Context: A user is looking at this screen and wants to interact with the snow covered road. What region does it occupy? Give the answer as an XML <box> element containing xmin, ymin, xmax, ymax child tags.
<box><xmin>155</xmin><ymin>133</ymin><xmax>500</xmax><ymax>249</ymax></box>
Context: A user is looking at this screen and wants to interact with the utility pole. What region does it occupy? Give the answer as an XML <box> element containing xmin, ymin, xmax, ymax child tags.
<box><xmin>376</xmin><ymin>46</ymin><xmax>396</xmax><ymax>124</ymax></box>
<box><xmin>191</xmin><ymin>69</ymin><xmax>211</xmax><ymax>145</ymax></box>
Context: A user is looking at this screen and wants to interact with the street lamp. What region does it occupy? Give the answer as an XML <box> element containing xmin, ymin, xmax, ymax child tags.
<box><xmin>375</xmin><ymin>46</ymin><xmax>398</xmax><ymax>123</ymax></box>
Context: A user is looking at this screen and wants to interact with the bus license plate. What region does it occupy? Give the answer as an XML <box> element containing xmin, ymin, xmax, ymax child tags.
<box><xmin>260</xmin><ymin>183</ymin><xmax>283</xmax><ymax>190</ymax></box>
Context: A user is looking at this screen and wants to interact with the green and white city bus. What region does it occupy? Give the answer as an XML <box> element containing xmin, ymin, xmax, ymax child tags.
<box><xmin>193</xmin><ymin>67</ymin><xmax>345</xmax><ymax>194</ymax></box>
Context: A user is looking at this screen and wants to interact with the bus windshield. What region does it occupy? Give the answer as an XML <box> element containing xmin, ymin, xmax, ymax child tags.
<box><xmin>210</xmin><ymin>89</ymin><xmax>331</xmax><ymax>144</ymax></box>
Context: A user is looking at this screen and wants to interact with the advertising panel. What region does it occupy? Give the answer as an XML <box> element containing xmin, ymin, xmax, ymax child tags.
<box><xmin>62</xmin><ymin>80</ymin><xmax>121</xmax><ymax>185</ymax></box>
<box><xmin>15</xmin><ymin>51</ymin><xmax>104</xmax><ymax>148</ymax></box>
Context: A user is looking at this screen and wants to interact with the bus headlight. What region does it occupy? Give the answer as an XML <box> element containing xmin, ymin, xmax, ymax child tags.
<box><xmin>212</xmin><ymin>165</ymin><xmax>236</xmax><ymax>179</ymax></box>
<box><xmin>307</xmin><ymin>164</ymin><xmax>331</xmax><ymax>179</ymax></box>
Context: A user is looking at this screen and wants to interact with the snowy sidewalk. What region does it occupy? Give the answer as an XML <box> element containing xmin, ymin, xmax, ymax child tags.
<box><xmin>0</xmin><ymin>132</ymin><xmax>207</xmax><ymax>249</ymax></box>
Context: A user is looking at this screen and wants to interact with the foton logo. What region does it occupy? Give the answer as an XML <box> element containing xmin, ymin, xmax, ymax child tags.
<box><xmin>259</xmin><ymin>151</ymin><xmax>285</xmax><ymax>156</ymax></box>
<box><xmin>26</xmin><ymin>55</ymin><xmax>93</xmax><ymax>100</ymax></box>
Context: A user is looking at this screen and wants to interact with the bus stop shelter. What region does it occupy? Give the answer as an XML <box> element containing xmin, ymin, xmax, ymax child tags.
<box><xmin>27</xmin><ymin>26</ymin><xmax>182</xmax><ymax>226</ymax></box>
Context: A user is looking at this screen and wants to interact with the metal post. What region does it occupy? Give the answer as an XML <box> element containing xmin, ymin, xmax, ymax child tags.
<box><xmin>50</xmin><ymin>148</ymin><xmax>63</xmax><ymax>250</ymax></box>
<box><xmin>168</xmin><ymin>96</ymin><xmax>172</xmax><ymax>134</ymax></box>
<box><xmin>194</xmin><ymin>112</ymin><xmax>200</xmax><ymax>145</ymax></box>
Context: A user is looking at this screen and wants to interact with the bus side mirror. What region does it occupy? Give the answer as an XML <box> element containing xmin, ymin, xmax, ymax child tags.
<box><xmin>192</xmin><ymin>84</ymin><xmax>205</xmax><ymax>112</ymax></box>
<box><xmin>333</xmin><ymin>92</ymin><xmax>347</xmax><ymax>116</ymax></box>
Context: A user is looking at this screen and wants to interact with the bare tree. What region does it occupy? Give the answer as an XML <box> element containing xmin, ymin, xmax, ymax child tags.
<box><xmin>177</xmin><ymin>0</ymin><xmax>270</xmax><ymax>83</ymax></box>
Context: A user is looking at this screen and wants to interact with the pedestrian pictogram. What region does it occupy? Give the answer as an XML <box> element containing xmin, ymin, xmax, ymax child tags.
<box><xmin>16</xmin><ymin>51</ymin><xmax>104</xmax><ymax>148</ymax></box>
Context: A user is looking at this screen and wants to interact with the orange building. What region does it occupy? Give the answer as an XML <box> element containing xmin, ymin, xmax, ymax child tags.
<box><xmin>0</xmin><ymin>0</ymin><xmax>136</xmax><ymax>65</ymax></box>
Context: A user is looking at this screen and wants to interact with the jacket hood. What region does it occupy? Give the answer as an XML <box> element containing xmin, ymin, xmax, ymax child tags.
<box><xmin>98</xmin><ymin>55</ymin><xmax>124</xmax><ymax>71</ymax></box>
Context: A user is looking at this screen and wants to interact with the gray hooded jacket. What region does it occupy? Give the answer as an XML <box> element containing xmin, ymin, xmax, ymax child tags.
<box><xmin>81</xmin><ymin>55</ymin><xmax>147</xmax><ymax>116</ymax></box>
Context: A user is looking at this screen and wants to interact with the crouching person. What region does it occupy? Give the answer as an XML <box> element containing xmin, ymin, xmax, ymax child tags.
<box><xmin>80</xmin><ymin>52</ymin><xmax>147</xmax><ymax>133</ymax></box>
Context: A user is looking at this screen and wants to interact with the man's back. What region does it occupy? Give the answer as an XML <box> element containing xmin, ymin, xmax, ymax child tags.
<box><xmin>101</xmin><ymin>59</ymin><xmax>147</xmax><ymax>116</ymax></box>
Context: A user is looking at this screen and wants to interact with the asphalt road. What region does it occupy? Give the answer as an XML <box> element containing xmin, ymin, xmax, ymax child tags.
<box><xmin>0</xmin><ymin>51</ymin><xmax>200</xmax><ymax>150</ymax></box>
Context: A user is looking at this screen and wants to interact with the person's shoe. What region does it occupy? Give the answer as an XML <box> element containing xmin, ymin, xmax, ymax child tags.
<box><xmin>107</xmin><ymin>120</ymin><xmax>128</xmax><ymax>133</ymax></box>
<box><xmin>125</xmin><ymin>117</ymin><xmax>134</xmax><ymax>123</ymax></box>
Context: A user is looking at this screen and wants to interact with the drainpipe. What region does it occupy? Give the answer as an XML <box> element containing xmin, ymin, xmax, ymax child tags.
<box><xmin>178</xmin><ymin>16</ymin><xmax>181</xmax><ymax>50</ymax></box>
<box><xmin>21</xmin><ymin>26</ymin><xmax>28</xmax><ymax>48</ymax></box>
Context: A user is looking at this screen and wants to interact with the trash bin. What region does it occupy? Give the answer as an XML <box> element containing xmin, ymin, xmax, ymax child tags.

• _Exercise_
Rewrite the data from the line containing "with the drainpipe." through the end of the data, inclusive, with "trash bin" swapped for "garbage can" and everything else unchanged. Return only those lines.

• _The completed task_
Context: A user is looking at this screen and wants to interact with the drainpipe. What region does it occupy? Give the answer as an XML <box> element containing xmin, ymin, xmax, ymax child tags.
<box><xmin>178</xmin><ymin>16</ymin><xmax>181</xmax><ymax>50</ymax></box>
<box><xmin>21</xmin><ymin>26</ymin><xmax>28</xmax><ymax>48</ymax></box>
Context: A user is looking at this screen and wants to interact with the garbage can. What region does it occupy? Give the answer as an XML <box> element containing xmin, ymin, xmax, ymax child tags.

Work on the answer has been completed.